■ **The input**
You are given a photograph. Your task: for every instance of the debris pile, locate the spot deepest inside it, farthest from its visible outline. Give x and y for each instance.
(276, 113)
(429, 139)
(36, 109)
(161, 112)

■ **Given problem**
Convert the listing above into a Markdown table with the columns Row and Listing line. Give each non-blank line its own row, numbered in order.

■ **Result of the task**
| Row | Listing line |
|---|---|
| 1 | You are given a photograph. Your task: for every instance of the debris pile, locate the spot deepest inside it, farthest from its visible outline. Give x and y for each instance. |
| 2 | (276, 113) |
| 3 | (429, 139) |
| 4 | (36, 109) |
| 5 | (161, 112) |